WHAT NEEDS TO BE DONE — Please reproduce the entire blog post about learning from Jack Skellington, word for word.

Friday, June 12, 2009

Learn From Jack

I am sure everyone remembers the movie The Nightmare Before Christmas, and how one's desire to push past complacency can open to many results. We saw Jack Skellington wanting to do something different, yearning to get out of the norm of his usual antics. In his discovery of Christmastown, he was intrigued to not only gain understanding of the atmosphere and its' spirit, but to also put his best efforts in doing the festivities. In his attempts, he failed; however, he still felt energized to try something new. After all his participation in learning Christmas, he was able to see more potential in his strengths of making mischief.

With this all said, I believe there's a lesson we can learn from Jack as artists: Putting our best efforts into an unknown skill/ability/medium will impact our strengths. Whether you are strong in drawing, or strong in photography, if you find the connection between your strength and weakness, your strength will benefit more from your experimentation.

SUPPLIED DATA —
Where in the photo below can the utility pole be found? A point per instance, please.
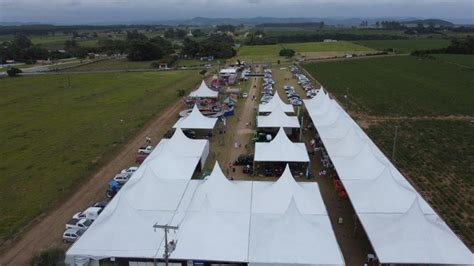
(394, 144)
(166, 228)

ANSWER FOR THIS EXERCISE —
Friday, June 12, 2009

Learn From Jack

I am sure everyone remembers the movie The Nightmare Before Christmas, and how one's desire to push past complacency can open to many results. We saw Jack Skellington wanting to do something different, yearning to get out of the norm of his usual antics. In his discovery of Christmastown, he was intrigued to not only gain understanding of the atmosphere and its' spirit, but to also put his best efforts in doing the festivities. In his attempts, he failed; however, he still felt energized to try something new. After all his participation in learning Christmas, he was able to see more potential in his strengths of making mischief.

With this all said, I believe there's a lesson we can learn from Jack as artists: Putting our best efforts into an unknown skill/ability/medium will impact our strengths. Whether you are strong in drawing, or strong in photography, if you find the connection between your strength and weakness, your strength will benefit more from your experimentation.